*** Data for this task ***

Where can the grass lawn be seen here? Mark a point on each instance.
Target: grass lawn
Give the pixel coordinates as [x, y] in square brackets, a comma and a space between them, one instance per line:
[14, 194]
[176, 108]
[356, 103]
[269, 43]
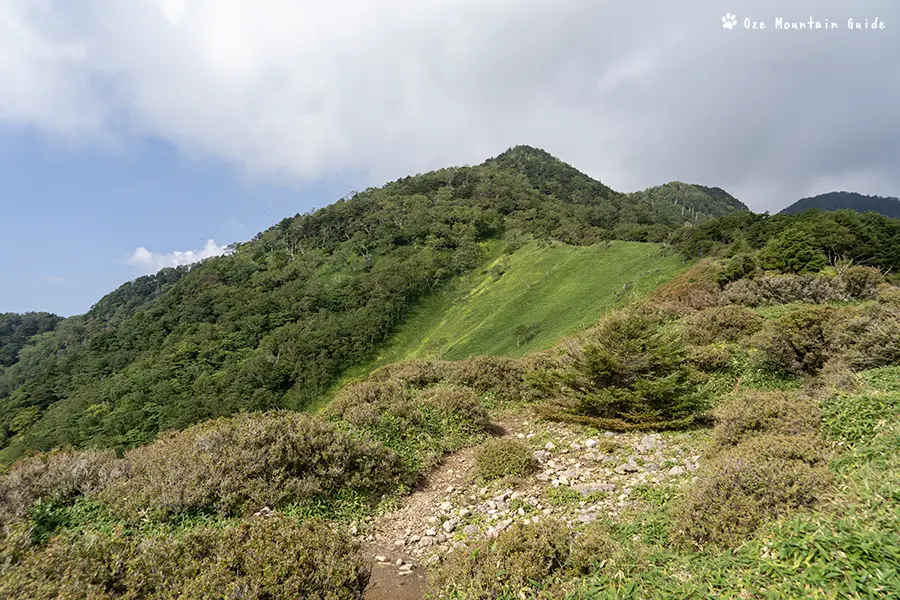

*** End of Data for this task ***

**What needs to be done**
Pictures are to be dropped, and every record is to be copied exactly.

**Completed exercise**
Where can the grass lawn be seen here? Mark a point on each instance.
Target: grass lawn
Give the pixel coordinates as [x, y] in square brackets, a comma and a space between them, one instance per line:
[14, 194]
[176, 108]
[356, 103]
[269, 43]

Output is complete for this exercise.